------ SOURCE DOCUMENT

People v. Watson
201 N.E.3d 63
Ill. App. Ct.2021Background
- In December 2012, 17-year-old Britany Watson lured 38-year-old Sherman Horton to his car as part of a planned robbery at which she conspired with Lavell Blanchard.
- Watson texted Blanchard to "hit this lick," remained in the car during the setup, and asked him to hurry when Horton grew suspicious.
- Blanchard arrived armed, tapped Horton’s window, and shot Horton through the window; Horton later died. Watson ran, later claimed she had arranged the robbery but did not expect Horton to be shot.
- Watson was convicted of first-degree murder under Illinois' felony-murder and common-design accountability doctrines and sentenced to 25 years (court declined a 15-year firearm enhancement).
- On appeal Watson argued (1) due process forbids convicting juveniles of murder under felony-murder/accountability when they neither killed nor intended to kill (relying on Roper/Graham/Miller), and (2) her 25-year sentence was excessive.
- The appellate court affirmed: it rejected Watson's due-process and facial challenges and upheld the sentence as within statutory range and not an abuse of discretion.

------------
------ LISTING

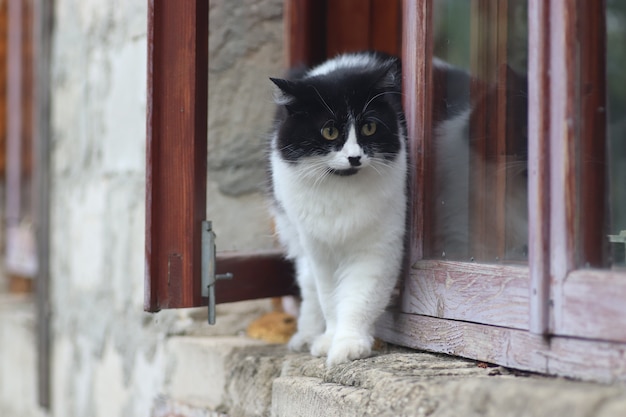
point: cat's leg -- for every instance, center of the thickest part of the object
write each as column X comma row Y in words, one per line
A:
column 326, row 292
column 311, row 319
column 363, row 292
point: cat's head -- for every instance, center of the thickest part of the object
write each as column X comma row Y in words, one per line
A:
column 342, row 116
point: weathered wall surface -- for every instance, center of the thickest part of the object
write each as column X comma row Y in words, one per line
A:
column 110, row 358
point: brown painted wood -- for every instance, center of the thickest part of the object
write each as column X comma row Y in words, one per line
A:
column 348, row 26
column 481, row 293
column 563, row 29
column 538, row 166
column 256, row 275
column 417, row 49
column 580, row 359
column 593, row 206
column 176, row 151
column 3, row 84
column 386, row 26
column 594, row 305
column 305, row 32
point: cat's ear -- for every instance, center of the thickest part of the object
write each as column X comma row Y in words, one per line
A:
column 390, row 75
column 285, row 94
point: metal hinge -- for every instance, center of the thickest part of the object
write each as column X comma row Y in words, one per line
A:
column 208, row 268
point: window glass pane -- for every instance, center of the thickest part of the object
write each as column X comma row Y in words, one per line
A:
column 616, row 127
column 478, row 156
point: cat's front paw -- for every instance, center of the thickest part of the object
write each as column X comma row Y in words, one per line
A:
column 347, row 349
column 322, row 344
column 301, row 341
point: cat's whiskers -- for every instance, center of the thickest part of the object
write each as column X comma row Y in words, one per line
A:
column 323, row 101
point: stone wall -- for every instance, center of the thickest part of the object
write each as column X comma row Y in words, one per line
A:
column 110, row 358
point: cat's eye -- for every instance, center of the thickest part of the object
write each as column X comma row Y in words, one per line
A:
column 368, row 129
column 330, row 133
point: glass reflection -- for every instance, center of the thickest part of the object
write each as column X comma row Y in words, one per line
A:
column 478, row 160
column 616, row 127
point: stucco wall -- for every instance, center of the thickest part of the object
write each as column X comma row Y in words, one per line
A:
column 110, row 358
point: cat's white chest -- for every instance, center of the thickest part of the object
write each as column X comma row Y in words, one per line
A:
column 338, row 209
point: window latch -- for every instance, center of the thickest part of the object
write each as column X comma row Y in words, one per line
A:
column 209, row 278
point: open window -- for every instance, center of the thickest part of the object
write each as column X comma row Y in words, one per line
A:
column 525, row 265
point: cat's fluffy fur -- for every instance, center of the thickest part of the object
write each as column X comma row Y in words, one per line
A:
column 340, row 204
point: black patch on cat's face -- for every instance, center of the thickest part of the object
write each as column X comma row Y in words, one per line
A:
column 342, row 98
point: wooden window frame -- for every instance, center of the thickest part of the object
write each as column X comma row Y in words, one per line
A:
column 556, row 314
column 551, row 316
column 29, row 30
column 176, row 166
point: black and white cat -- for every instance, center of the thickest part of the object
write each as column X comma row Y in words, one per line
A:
column 338, row 160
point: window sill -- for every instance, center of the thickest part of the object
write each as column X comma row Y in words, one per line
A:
column 241, row 376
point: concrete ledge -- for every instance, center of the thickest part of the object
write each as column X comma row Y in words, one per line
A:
column 267, row 380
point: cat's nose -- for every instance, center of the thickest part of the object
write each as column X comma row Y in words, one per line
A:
column 355, row 161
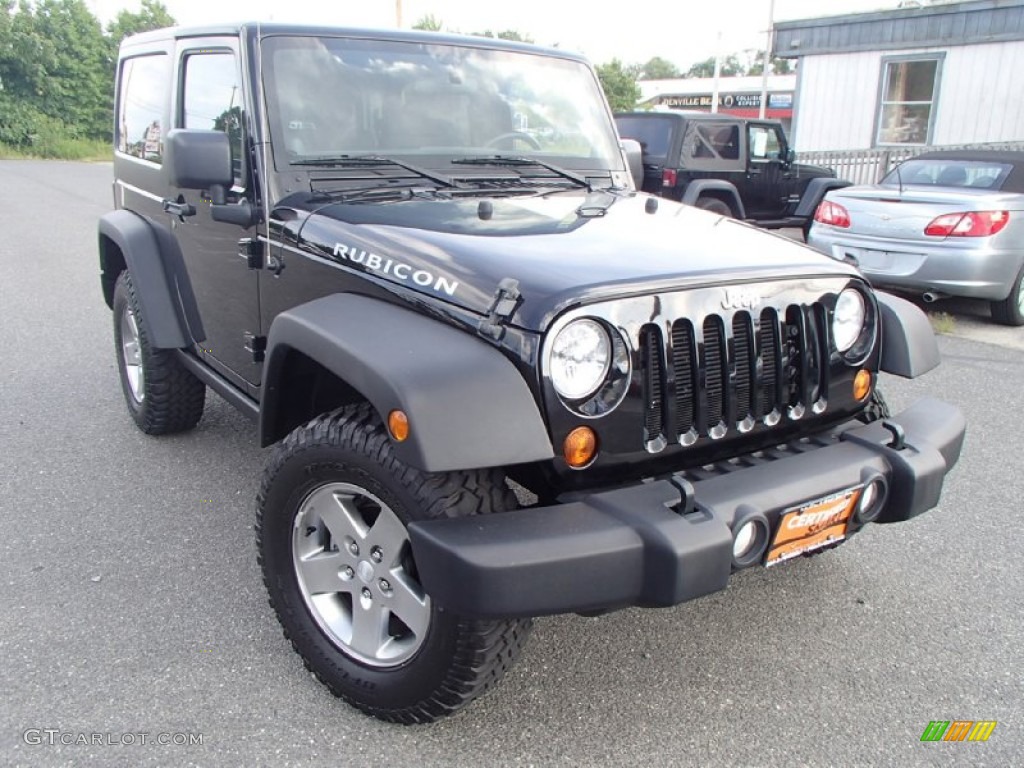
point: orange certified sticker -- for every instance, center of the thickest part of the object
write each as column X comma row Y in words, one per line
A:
column 812, row 525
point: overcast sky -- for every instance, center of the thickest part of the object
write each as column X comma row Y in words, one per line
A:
column 681, row 31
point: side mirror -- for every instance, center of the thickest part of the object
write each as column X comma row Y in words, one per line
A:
column 634, row 160
column 202, row 160
column 198, row 160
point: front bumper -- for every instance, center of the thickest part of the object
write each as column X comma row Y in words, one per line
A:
column 634, row 546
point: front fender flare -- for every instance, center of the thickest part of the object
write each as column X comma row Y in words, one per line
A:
column 908, row 346
column 143, row 251
column 815, row 193
column 468, row 406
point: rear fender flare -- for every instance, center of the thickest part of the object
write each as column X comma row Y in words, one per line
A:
column 468, row 406
column 815, row 192
column 161, row 287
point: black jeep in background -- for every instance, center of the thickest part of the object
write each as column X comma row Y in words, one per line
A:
column 498, row 381
column 727, row 165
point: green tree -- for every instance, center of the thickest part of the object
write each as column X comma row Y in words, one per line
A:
column 429, row 23
column 658, row 69
column 153, row 14
column 620, row 84
column 730, row 67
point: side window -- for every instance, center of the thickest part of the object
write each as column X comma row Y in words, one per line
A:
column 212, row 99
column 143, row 93
column 764, row 142
column 909, row 89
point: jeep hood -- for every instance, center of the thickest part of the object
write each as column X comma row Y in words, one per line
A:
column 563, row 249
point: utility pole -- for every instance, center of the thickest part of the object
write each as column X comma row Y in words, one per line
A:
column 767, row 58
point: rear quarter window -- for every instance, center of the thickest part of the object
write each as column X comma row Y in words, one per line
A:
column 142, row 97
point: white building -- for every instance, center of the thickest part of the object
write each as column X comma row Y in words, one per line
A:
column 736, row 95
column 922, row 76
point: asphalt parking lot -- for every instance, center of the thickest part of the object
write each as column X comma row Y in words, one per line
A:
column 132, row 603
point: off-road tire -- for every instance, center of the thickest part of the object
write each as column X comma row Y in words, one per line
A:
column 877, row 408
column 169, row 397
column 459, row 658
column 1010, row 311
column 714, row 205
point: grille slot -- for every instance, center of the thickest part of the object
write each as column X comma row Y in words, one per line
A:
column 684, row 371
column 653, row 383
column 729, row 373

------------

GOAL:
According to the case summary, what sentence did Watson receive for first-degree murder?

EXERCISE OUTPUT:
25 years